** start TASK MATERIAL **

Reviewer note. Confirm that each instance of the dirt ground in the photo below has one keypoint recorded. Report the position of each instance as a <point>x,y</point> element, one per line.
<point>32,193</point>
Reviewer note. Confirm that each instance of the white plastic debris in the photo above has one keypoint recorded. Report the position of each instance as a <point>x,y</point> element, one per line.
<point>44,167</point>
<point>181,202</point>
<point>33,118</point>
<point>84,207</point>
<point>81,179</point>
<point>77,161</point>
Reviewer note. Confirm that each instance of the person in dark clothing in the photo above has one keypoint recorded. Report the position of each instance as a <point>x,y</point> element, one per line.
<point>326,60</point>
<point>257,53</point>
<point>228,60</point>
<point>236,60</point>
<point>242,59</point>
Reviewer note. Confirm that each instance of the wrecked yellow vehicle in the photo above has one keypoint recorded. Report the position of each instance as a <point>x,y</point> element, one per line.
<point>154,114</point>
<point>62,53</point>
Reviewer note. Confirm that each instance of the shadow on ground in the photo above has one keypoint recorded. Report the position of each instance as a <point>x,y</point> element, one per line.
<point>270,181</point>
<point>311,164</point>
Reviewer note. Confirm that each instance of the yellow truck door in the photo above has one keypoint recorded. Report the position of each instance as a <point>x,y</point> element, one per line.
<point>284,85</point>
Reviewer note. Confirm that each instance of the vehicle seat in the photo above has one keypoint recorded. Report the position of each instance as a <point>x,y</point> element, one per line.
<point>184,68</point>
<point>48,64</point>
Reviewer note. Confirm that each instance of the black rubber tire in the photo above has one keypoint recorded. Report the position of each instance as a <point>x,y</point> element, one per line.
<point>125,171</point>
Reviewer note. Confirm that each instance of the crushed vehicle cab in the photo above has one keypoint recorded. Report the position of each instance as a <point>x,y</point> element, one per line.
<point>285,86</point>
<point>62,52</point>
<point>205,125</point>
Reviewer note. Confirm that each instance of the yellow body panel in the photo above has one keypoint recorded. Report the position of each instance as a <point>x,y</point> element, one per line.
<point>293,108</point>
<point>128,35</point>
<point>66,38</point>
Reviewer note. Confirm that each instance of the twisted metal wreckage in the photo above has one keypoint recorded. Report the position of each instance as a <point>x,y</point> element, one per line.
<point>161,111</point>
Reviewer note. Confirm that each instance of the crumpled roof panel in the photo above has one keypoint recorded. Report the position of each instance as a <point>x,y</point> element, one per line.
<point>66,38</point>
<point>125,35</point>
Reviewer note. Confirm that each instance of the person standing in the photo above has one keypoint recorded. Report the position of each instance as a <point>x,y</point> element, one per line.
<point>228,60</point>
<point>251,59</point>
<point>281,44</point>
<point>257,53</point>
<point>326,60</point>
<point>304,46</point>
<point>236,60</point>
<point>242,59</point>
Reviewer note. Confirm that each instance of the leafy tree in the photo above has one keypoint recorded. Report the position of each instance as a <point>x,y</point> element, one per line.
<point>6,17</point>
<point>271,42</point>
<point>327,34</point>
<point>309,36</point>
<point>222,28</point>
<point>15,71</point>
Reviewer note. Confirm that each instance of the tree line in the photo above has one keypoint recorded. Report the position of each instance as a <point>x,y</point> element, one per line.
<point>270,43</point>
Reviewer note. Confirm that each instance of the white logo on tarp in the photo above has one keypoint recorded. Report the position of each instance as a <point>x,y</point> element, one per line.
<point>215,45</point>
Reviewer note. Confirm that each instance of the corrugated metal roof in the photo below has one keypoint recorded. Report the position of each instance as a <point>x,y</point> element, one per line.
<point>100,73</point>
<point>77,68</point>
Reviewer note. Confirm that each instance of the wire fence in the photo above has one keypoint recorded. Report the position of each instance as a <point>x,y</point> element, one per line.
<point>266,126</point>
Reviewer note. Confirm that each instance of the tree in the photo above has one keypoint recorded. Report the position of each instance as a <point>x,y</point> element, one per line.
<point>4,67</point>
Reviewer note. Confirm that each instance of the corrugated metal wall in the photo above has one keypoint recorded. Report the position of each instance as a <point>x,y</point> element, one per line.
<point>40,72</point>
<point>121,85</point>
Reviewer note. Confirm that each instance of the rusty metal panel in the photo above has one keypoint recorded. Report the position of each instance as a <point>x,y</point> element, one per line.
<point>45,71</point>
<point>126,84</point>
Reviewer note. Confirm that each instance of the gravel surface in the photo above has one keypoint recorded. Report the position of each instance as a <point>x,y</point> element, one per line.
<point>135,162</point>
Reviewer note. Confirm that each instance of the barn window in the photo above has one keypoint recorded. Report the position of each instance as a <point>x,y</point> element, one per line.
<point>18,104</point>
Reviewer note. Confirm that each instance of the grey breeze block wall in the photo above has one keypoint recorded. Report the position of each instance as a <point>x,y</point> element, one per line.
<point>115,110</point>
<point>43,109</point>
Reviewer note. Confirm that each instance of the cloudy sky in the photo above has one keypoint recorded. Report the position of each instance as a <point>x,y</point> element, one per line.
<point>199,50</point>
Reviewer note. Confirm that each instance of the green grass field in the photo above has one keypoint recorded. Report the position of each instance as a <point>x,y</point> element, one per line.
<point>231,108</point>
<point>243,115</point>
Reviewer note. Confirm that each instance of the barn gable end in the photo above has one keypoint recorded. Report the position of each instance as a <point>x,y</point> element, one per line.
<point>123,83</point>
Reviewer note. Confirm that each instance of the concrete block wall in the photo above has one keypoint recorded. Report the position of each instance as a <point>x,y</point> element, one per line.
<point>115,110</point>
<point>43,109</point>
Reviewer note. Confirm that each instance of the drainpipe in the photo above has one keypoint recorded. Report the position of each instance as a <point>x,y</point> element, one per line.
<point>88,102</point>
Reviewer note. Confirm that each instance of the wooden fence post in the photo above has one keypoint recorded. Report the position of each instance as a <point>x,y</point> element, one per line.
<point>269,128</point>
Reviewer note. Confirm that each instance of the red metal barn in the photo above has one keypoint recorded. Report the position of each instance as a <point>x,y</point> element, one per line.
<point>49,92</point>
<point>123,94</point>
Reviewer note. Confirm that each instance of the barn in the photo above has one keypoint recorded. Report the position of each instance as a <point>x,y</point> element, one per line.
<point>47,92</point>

** end TASK MATERIAL **

Rewrite all the rows, replacing "keypoint" with "marker" and leaving everything else the same.

### [TASK SOLUTION]
Reviewer note. Confirm that each instance of the dirt ground in the photo below has one marker recorded. Report the position of each instance as a <point>x,y</point> element, one per line.
<point>32,193</point>
Reviewer note. Confirm that each instance of the white plastic debris in the photo above has one marker recorded. Report the position of each instance as a <point>x,y</point> element, one per line.
<point>44,167</point>
<point>181,202</point>
<point>33,118</point>
<point>84,207</point>
<point>81,179</point>
<point>77,161</point>
Reviewer note. Confirm that each instance of the person in dark clothing in the photo above has one marker recorded. Report the position of each instance as a <point>x,y</point> element, one per line.
<point>326,60</point>
<point>257,53</point>
<point>228,60</point>
<point>236,60</point>
<point>242,59</point>
Reviewer note. Confirm that each instance of the wrecked yellow vehicle in the photo above has one marker recorded. Report the position of each instance as a <point>x,y</point> element, one per line.
<point>154,114</point>
<point>62,53</point>
Reviewer note. Confirm that each instance of the shadow on ground in the photo above has one marker recorded. Report the position of each instance as a <point>x,y</point> element, one per line.
<point>270,181</point>
<point>311,164</point>
Reviewer note. Confirm that each instance of the yellow truck door in the photo above has one marker recorded. Report the position of each instance as a <point>x,y</point> element, one per line.
<point>284,85</point>
Reviewer note. Confirm that each instance of the vehicle seat in the photo above has one marker recorded. Report the position of each instance as a <point>x,y</point> element, one per line.
<point>184,68</point>
<point>48,64</point>
Reviewer note. Confirm that each instance of the black rubber tire in the photo above has one marker recorded. Report the position of each instance as a <point>x,y</point> element, one per line.
<point>125,171</point>
Reviewer note. Confirm that each instance of the crushed vehicle cab in the photo above has one marker recorded. Report the position of each instance as a <point>x,y</point> element, one per line.
<point>285,86</point>
<point>62,52</point>
<point>205,125</point>
Reviewer note. Confirm that each instance of the yellow body panel in the photo above has one marker recorded. Report the position of each instance as a <point>x,y</point> element, one per line.
<point>293,108</point>
<point>128,35</point>
<point>66,38</point>
Reviewer note. Confirm that each instance of the twisted metal wreckage in the photo above has one marker recorded. Report the position of each instance as a <point>x,y</point> element, one per line.
<point>161,111</point>
Reviewer note. Confirm that each instance of the crumpled roof panel in the photo above has one marker recorded. Report the position of each instance as a <point>x,y</point> element, one per line.
<point>66,38</point>
<point>125,35</point>
Reviewer note. Confirm that each instance of the person standing in the photo above has one marker recorded. Report the position of each instance as a <point>x,y</point> element, one per line.
<point>228,60</point>
<point>251,59</point>
<point>281,44</point>
<point>257,53</point>
<point>326,60</point>
<point>304,46</point>
<point>236,60</point>
<point>242,59</point>
Reviewer note. Confirm that each instance of the leafy tree in the photo above has one marker recorded. Report the position of each instance as a <point>x,y</point> element, one per line.
<point>6,17</point>
<point>271,42</point>
<point>327,34</point>
<point>309,36</point>
<point>222,28</point>
<point>15,71</point>
Reviewer note. Confirm that each instance of the tree line in the photo above has one marker recorded. Report the position of each instance as a <point>x,y</point> element, one per line.
<point>270,43</point>
Reviewer note. Confirm that each instance of the white logo on tarp in the photo above has one marker recorded. Report the position of each instance as a <point>x,y</point> element, one per line.
<point>215,45</point>
Reviewer note. Confirm that each instance of the corrugated metal roof in the photo below has one marker recorded. Report the position of each instance as a <point>x,y</point> element, one per line.
<point>100,73</point>
<point>77,68</point>
Reviewer note. Confirm that each instance of the wire fence in the photo above has one marker recorded. Report the position of each instance as a <point>x,y</point> element, one per line.
<point>266,126</point>
Reviewer note. Confirm that each instance of the tree in the photo above has one marker recorded. Report the position of each instance as a <point>x,y</point> element, one per line.
<point>4,67</point>
Reviewer note. Confirm that each instance of the corrugated metal wall in the photo above has one marker recorded. Report the position of each instance as a <point>x,y</point> element, one per line.
<point>40,72</point>
<point>121,85</point>
Reviewer note. Confirm that each instance of the rusty metal panel in the photo above has one marker recorded. Report the position of each instance as a <point>x,y</point> element, one per line.
<point>45,71</point>
<point>126,84</point>
Reviewer note. Confirm that each instance of the gravel surface in the photo above has one marker recorded. Report the position of each instance as a <point>x,y</point> element, one per line.
<point>135,162</point>
Reviewer note. Confirm that each instance of the barn window in the photo above has one marker recorded. Report the position of each instance as a <point>x,y</point> element, one per line.
<point>18,104</point>
Reviewer note. Confirm that each instance of the grey breeze block wall in the photo above has one marker recorded. Report the position of each instance as a <point>x,y</point> element, one per line.
<point>115,110</point>
<point>43,109</point>
Reviewer note. Confirm that each instance of the cloudy sky in the photo above has one marker recorded. Report the position of each instance as a <point>x,y</point> element, one per line.
<point>199,50</point>
Reviewer note. Confirm that each instance of the green grass field in the photo above has one marker recorded. Report the position of each instance as a <point>x,y</point> element, one per line.
<point>231,108</point>
<point>243,115</point>
Reviewer note. Confirm that each instance of the barn gable end in the photo above has one marker recorded. Report the position of each instance as a <point>x,y</point> element, one per line.
<point>123,83</point>
Reviewer note. Confirm that each instance of the concrete block wall in the photo above has one marker recorded. Report the position of each instance as a <point>x,y</point> element, one per line.
<point>115,110</point>
<point>43,109</point>
Reviewer note. Confirm that each instance of the drainpipe in the photo above has one marker recorded. Report the position of each instance as a <point>x,y</point> element, one per line.
<point>88,102</point>
Reviewer note. Confirm that each instance of the wooden fence post in the photo above has one marker recorded. Report the position of each instance as a <point>x,y</point> element, one per line.
<point>269,128</point>
Reviewer note. Confirm that each instance of the red metal barn in the photo above has one marker recorded. Report the position of each instance as a <point>x,y</point> element, one per line.
<point>49,92</point>
<point>123,94</point>
Reviewer note. Confirm that each instance of the barn in the photo above has one marker recorded. Report the position of each instance as a <point>x,y</point> element, one per line.
<point>47,92</point>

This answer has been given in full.